**What you are asked to do:** Rewrite the data from the line containing "Target: car wheel" through the end, substituting "each instance" for "every instance" and leaving everything else as it is.

(Pointing dataset excerpts)
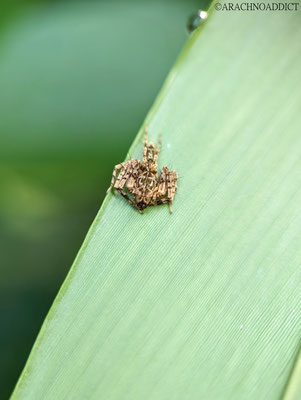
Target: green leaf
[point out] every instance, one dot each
(203, 303)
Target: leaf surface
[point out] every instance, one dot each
(203, 303)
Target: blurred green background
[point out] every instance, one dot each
(76, 81)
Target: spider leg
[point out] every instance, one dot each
(127, 169)
(167, 187)
(155, 163)
(116, 168)
(124, 194)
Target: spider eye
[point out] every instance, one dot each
(141, 205)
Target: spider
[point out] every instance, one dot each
(139, 183)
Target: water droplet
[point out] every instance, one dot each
(196, 19)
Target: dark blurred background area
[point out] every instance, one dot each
(76, 81)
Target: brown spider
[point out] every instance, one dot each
(138, 182)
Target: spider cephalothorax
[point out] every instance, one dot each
(139, 182)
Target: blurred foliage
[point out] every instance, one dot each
(76, 80)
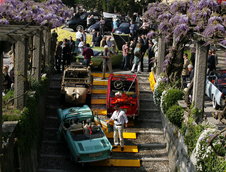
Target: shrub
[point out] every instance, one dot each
(175, 115)
(191, 132)
(196, 114)
(206, 158)
(170, 98)
(160, 86)
(7, 97)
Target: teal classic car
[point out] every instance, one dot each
(85, 139)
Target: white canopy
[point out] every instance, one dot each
(110, 15)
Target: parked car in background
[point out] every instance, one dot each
(85, 139)
(97, 59)
(216, 88)
(124, 91)
(96, 26)
(122, 29)
(76, 85)
(80, 20)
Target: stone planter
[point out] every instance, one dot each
(179, 160)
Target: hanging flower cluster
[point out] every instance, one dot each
(52, 13)
(181, 19)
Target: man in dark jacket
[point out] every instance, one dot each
(87, 53)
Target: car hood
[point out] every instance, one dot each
(92, 145)
(75, 90)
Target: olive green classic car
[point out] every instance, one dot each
(76, 85)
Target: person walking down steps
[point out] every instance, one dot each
(120, 120)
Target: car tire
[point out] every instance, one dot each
(62, 99)
(100, 67)
(79, 27)
(215, 105)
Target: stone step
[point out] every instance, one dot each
(144, 131)
(99, 96)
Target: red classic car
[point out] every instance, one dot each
(123, 90)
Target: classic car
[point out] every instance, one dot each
(216, 88)
(76, 85)
(123, 90)
(85, 138)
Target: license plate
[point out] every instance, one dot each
(95, 154)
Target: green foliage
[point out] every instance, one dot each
(191, 132)
(196, 114)
(175, 115)
(29, 129)
(159, 88)
(11, 115)
(8, 96)
(170, 98)
(207, 159)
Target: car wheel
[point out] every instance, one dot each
(100, 67)
(215, 105)
(62, 99)
(79, 27)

**Result for this exercise:**
Target: car wheel
[point out] each instance, one dot each
(100, 67)
(215, 105)
(62, 99)
(79, 27)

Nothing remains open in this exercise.